> **TEXT PASSAGE**
-- Opening Marker --
WARSAW (Reuters) - Poland’s government approved a plan on Tuesday to eliminate its budget deficit for the first time since 1990, Prime Minister Mateusz Morawiecki said, a move that could help bolster public support for its ambitious social spending plans ahead of a national election on October 13.
Robust economic growth and improved tax collection has kept Poland’s deficits low in recent years, despite substantial welfare spending. Last year’s deficit totaled 10.4 billion zlotys ($2.65 billion) and is to be cut to zero in 2020.
“We present a balanced budget for the first time in 30 years,” Morawiecki told a news conference devoted to the 2020 budget draft approved by his cabinet.
It has yet to be approved by parliament, which will be reconstituted after the elections.
Both budget revenues and spending are envisaged at 429.5 billion zloty ($109.40 billion), Morawiecki said.
In the last election, the opposition criticized the PiS’ social spending programs, saying the country could not afford them. The balanced budget could help to show voters they are fiscally responsible and firm up support for their ambitious social plans.
Critics say however that the budget’s assumptions are based on one-offs and are too optimistic in light of an expected economic slowdown.
“In large extent this is thanks to big one-off payments, such as pension reform fees, CO2 emission certificates, the sale of 5G frequencies - these elements add up to two thirds of the 2019 planned deficit,” chief economist at ING Bank Slaski Rafal Benecki said.
The budget situation might turn out to be less rosy, especially once economic growth slows down to 3.7% next year from 4.4%, according to a Reuters poll published by Refinitiv.
Earlier, the newspaper Rzeczpospolita reported that the 2020 budget would benefit from the sale of mobile phone frequencies, rights to carbon dioxide emissions and cash connected with a pension reform. Taken together, those steps should bring in 17.8 billion zloty.
Another 14.9 billion zloty will come from improvements in tax collection and 5.2 billion zloty will come from changes to social security system payments.
-- Closing Marker --
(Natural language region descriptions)
-- Opening Marker --
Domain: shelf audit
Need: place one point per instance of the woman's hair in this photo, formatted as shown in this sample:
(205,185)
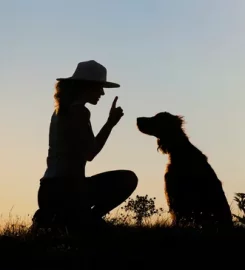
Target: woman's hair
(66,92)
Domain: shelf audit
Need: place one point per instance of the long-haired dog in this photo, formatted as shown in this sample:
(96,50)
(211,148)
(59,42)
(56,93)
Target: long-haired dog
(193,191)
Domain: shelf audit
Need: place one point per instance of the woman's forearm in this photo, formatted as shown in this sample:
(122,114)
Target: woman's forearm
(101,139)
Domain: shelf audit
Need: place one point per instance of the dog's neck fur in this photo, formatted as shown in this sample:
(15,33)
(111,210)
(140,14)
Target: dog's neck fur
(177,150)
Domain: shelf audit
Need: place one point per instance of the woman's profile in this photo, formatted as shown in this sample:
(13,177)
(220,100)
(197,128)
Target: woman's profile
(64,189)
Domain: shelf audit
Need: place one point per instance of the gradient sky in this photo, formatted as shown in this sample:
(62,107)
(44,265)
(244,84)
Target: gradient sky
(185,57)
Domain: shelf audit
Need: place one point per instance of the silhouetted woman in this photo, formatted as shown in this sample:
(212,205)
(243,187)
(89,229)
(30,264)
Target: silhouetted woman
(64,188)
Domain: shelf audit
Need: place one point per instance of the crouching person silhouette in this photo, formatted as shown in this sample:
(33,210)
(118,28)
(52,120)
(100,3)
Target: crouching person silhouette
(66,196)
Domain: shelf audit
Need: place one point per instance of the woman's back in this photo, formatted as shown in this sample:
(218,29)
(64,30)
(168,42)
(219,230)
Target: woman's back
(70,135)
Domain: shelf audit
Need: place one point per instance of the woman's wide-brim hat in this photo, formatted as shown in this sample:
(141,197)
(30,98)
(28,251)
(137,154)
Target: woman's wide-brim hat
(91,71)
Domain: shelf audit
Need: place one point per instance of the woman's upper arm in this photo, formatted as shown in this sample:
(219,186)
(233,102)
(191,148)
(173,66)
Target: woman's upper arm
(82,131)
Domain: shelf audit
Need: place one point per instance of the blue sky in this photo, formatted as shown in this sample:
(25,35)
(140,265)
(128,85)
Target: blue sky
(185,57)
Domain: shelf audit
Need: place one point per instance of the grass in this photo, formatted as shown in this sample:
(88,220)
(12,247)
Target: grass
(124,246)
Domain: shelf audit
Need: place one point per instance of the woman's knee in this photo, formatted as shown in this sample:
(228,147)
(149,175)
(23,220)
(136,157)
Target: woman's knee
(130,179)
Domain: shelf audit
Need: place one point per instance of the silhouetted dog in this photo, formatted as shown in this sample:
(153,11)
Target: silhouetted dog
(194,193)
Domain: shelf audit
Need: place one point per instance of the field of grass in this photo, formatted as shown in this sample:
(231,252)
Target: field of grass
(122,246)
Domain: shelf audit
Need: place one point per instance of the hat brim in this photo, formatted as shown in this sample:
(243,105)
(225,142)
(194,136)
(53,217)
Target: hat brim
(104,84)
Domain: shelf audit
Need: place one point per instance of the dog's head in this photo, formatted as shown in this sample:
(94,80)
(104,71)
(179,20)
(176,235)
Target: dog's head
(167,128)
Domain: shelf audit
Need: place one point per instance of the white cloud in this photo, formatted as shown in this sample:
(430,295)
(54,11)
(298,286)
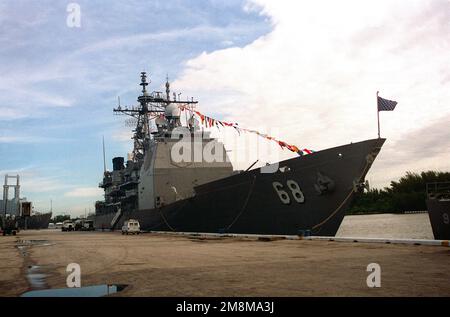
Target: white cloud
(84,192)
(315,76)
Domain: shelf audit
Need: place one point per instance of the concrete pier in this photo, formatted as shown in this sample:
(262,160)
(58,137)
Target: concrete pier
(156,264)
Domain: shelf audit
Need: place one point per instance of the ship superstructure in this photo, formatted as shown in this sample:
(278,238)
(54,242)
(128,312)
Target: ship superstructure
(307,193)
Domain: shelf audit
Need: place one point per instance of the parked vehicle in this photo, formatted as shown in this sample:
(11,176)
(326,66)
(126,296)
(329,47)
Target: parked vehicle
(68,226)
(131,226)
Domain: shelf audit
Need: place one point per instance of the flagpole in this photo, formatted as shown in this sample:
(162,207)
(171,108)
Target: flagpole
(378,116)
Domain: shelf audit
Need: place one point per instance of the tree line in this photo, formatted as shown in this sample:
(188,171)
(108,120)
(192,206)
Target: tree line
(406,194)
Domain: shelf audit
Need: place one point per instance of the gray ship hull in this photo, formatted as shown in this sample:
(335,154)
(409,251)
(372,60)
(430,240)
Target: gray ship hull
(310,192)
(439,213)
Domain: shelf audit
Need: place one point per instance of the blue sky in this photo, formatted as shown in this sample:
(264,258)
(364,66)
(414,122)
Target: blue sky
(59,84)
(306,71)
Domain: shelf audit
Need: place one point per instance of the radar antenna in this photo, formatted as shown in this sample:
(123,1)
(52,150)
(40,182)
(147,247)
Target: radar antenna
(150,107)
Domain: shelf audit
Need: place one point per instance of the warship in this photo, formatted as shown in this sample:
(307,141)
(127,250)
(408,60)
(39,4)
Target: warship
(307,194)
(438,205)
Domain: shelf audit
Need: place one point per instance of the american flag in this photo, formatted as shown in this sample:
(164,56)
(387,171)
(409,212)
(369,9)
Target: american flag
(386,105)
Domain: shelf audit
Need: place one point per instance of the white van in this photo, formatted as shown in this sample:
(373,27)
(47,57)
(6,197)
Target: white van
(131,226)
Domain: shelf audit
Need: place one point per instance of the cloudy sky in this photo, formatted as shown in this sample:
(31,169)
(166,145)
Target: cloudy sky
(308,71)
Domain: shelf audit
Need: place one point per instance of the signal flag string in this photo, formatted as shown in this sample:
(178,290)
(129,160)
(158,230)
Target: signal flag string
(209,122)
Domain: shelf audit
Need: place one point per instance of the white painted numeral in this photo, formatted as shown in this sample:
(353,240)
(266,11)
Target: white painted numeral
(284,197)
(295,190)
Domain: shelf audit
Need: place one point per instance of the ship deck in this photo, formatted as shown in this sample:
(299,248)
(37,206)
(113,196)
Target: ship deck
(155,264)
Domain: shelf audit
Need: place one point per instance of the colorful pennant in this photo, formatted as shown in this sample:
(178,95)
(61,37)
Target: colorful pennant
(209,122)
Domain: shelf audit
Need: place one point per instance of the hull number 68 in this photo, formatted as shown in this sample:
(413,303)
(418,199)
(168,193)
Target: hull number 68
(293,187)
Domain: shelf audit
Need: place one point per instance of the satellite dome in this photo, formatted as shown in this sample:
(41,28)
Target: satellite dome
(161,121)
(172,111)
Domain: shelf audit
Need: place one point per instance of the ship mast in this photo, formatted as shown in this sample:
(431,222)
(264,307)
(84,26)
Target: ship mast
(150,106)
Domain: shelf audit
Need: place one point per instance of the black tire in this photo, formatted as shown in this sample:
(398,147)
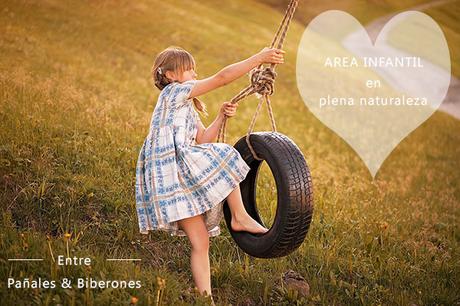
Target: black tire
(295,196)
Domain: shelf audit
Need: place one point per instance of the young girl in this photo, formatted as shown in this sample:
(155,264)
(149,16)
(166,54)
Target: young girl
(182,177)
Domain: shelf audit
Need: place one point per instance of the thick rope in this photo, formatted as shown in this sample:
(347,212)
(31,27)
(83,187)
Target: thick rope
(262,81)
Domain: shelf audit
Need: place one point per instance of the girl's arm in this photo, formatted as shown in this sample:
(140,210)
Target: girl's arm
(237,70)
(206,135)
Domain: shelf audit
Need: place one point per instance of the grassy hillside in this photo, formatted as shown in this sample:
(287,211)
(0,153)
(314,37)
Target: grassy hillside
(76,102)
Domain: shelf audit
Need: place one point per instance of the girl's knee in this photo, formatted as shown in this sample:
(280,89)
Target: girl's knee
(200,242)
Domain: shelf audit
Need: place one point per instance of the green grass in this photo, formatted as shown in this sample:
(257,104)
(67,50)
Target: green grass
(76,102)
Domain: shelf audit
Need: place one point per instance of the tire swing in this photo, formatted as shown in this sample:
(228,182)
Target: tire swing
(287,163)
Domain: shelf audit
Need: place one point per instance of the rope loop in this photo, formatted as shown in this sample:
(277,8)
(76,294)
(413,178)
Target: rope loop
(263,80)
-- Closing Marker --
> **WHAT IS EXPECTED**
Could you resume the news report on Poland's 2020 balanced budget plan from the point where it stops?

> **EXPECTED OUTPUT**
Higher alcohol taxes are expected to bring in 1.1 billion zloty, a new tax for millionaires another 1.1 billion zloty and changes to the ecological tax an additional 1.4 billion.
“If you take out 20 billion zloty from Poles’ pockets, and cut spending on health sector at the cost of people suffering from cancer and heart diseases, then you can get a balanced budget easily,” said Izabela Leszczyna, a member of parliament for the opposition centrist party Civic Platform (PO.
Despite scandals that have plagued the PiS in recent weeks, it still leads in opinion polls. Whether it could form a government - alone or in a coalition - would depend on the mix of parties that win seats in the election.
The newest poll conducted by Indicator pollster for state TV said on Tuesday that PiS could earn 41% of votes, PO 29%, leftist Lewica 11%, and coalition of agrarian party PSL and anti-system Kukiz’15 6%.
In a reaction to the news on the balanced budget, bond yields fell by seven basis points in the afternoon - mBank dealer, Mateusz Milewski explained that investors expected the government to issue less debt.
Poland’s zloty currency did not react to the news. It is slightly positive, but the market is more focused on the global environment, Warsaw-based dealers said. At 15:08 Warsaw time euro was quoted at 4.366 zloty, up 0.1% on a day.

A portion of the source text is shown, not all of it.